## Image-grounded pointing data
::::::

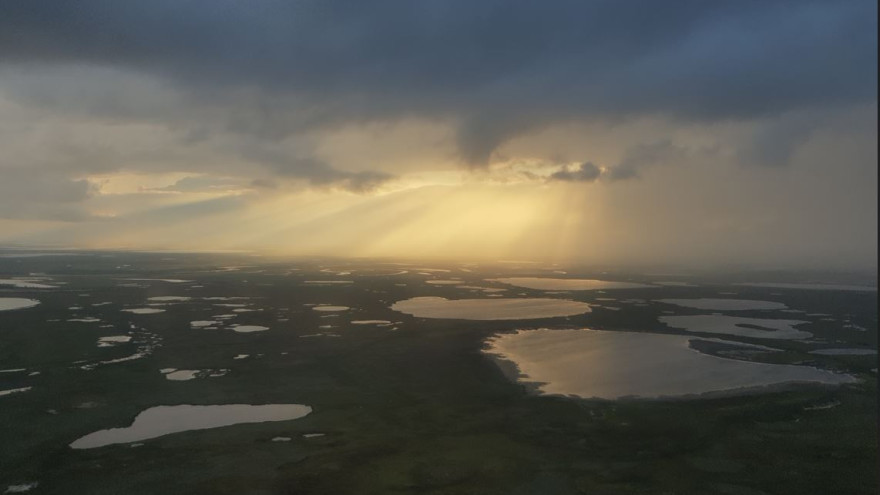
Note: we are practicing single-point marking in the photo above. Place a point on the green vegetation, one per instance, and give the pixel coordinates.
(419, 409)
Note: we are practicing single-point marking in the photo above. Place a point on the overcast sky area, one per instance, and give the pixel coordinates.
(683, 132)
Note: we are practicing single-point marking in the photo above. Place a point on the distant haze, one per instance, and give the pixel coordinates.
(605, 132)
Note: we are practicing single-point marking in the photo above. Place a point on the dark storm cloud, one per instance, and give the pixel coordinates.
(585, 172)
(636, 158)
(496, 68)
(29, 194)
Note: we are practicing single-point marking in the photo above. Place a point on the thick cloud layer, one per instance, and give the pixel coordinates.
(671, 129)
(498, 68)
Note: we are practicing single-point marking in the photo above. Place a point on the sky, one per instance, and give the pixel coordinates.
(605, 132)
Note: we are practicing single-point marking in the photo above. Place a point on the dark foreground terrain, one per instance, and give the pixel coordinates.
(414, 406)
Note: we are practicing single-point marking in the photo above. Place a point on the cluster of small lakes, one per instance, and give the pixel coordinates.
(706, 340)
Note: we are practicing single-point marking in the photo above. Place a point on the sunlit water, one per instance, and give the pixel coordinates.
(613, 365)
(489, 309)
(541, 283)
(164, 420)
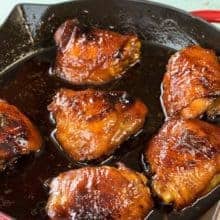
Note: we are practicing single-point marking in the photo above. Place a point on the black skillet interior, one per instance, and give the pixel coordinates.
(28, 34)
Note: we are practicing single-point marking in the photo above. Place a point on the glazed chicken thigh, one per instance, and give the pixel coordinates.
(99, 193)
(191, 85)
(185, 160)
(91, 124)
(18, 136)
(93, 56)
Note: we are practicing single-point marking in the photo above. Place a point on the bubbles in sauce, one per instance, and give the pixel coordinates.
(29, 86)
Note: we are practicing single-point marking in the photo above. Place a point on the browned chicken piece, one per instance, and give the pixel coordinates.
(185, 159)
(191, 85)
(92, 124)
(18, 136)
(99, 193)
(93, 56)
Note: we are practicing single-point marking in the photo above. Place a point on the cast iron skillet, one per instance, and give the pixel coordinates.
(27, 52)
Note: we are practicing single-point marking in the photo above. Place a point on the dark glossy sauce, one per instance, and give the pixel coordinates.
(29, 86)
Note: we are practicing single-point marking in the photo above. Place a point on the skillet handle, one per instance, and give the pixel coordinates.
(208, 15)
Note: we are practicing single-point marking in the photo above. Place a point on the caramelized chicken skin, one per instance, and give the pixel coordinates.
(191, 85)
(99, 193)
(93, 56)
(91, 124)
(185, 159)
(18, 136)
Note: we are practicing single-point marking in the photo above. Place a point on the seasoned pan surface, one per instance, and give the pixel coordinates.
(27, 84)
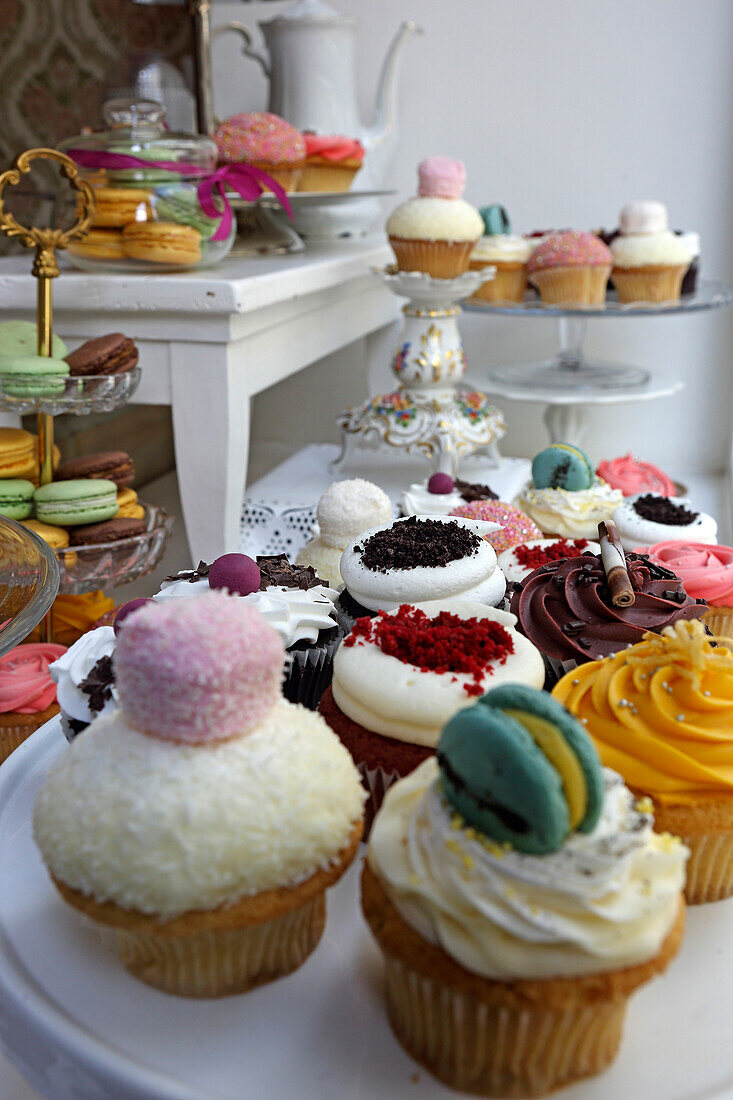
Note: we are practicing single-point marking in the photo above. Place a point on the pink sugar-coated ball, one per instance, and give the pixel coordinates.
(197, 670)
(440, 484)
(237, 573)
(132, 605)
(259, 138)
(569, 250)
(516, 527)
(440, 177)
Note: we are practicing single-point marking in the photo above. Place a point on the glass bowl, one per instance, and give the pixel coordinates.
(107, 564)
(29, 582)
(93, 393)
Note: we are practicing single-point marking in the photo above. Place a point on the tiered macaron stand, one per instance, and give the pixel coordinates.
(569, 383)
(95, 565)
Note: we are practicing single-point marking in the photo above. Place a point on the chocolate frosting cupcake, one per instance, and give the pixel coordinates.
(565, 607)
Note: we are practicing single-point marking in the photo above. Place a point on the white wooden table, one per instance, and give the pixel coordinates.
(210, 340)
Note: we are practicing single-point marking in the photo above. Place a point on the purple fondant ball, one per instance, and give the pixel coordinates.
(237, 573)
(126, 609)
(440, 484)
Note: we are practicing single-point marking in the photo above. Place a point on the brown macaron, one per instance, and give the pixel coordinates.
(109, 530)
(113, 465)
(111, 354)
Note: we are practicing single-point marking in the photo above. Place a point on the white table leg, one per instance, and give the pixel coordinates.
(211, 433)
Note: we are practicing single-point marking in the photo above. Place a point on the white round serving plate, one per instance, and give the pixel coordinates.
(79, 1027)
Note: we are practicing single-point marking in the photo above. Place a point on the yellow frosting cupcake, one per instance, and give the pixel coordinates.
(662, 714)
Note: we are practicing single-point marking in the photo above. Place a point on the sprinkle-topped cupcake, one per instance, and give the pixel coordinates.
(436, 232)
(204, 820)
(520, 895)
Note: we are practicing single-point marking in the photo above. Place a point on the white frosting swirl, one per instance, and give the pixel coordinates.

::::::

## Work task
Print all records word for word, no images.

## Result of the task
Note: we are practicing single-point marking in the photo above. Place a point on the green vegetation, one per instance, and give the pixel coordinates.
(419, 409)
Note: we are practicing single-point marking in the photo above. Place a point on the overcast sky area, one per instance, and give the pixel coordinates.
(683, 132)
Note: we are practicing single-point marking in the photo above. Place a point on the distant haze, one per instance, and give the pixel coordinates.
(605, 132)
Note: we are practicing single-point marking in the photo above. Place a point on the dark storm cloud, one per instance, and give the pixel coordinates.
(585, 172)
(636, 158)
(496, 68)
(29, 194)
Note: we are practicing single-point marking in the photo above. Place a point on the thick cloud layer, one per instance, and give the pixel coordinates.
(671, 129)
(498, 68)
Note: we are practicing single-point marking in the photo above. Place a point on the sky, one per instance, and give the pixel coordinates.
(605, 132)
Note: we are practicing single-point marking in the photo above. Place a point on the dark foreground terrain, one per instance, and give the pixel coordinates.
(414, 406)
Note: we are practicing single-point marking in the photo above. Place a point on the cluster of small lakes, one per instance, and give the pixel coordinates.
(706, 340)
Note: we are practicing single-point marking in the photo above. Place a point on the sunlit water, one per instance, and give the pixel coordinates.
(613, 365)
(489, 309)
(541, 283)
(164, 420)
Note: we are practicing single-point marking in the photo above. Place a point on the black skillet interior, one per instance, and give the pixel coordinates.
(28, 34)
Note: we are practicing single-point marking in the photo above. Place a point on the glazed chicken thigh, one per instance, and give the pixel coordinates.
(99, 193)
(191, 85)
(185, 160)
(91, 124)
(18, 136)
(93, 56)
Note: we are practicing single-point marking in the photo above. Place a point on the bubbles in sauce, one per instance, and give the pixel coordinates.
(29, 86)
Note: we are practicing single-point marking in the photo above. Place a point on the browned chicken piece, one per instance, and give the pixel coordinates.
(185, 159)
(191, 85)
(92, 124)
(18, 136)
(99, 193)
(93, 56)
Note: we are practicing single-point marking in the photo above. Place a point on the cast iron skillet, one per instance, and give the pixel coordinates.
(27, 52)
Note: we are practicing single-point marking in the photo above. Place a point on the dark glossy sauce, one per instance, and give the pixel coordinates.
(29, 86)
Note: we are practicing single-point marking in the photo above. Place a point on the skillet handle, one per instance, and give the pixel coordinates.
(208, 15)
Note: we are practicing single-point marking in the photo above. Place a point on the caramelized chicken skin, one per instance, and give the pixel coordinates.
(191, 85)
(99, 193)
(93, 56)
(91, 124)
(185, 159)
(18, 136)
Note: we are practicing single-point marking in the photo above. Place a point on the seasoned pan surface, one per instance, and give the pixel coordinates.
(27, 84)
Note: we are practicing single-point marking in the photo above. Place a point on the pink sugar-coated ball, one per instance, and give the pixel coordinates.
(197, 670)
(440, 484)
(237, 573)
(132, 605)
(259, 138)
(569, 250)
(516, 527)
(440, 177)
Note: we are practicing single-point marking in the photo above. Place a point on the glass bowl, one per instance, and give the pixel coordinates.
(107, 564)
(29, 582)
(93, 393)
Note: we are practicing single-point marking in the photo above. Place a point on the tiered macaron stand, one per instance, and give the pixel coordinates.
(569, 383)
(95, 565)
Note: we are practicing single-point marking in the photo above. Place a point on the chocolate frosting cupcake, one per instance, and give the pixel coordinates.
(565, 607)
Note: we are practicing single-point marking in the photo above. Place a point on the white wooden table, one per instance, and give the pixel coordinates.
(210, 340)
Note: we are practicing single-point marking in the photo above. Place a point on the purple fondant ball, one per instance, and give the pixel coordinates.
(237, 573)
(126, 609)
(440, 484)
Note: we are practicing single-point marking in the photo above. Place a point on the brown macaron, one per instance, and give the pixel coordinates.
(109, 530)
(113, 465)
(111, 354)
Note: we are practicing single-point marking in the photo above. Place a point on the white table leg, one per instance, and give the pixel coordinates.
(211, 433)
Note: we are practicing single-point marking in the photo above. Place a point on the white round serving plate, one per instance, and give the pixel coordinates.
(79, 1027)
Note: we are practicing single-point marking in the photo above. Place a point on the yellow frosting cupcake, one per instance, and give the pixel coordinates.
(662, 714)
Note: we are practicing single-point marking in the photo above. Place a point on the sprinkle-topped cupcake, one per instance, and give the pixel coordinates.
(436, 232)
(204, 820)
(520, 895)
Note: we are practicing single-point marking in the photo above. Place a point on the white frosting swirl, one per instance, and give the pixel coordinates.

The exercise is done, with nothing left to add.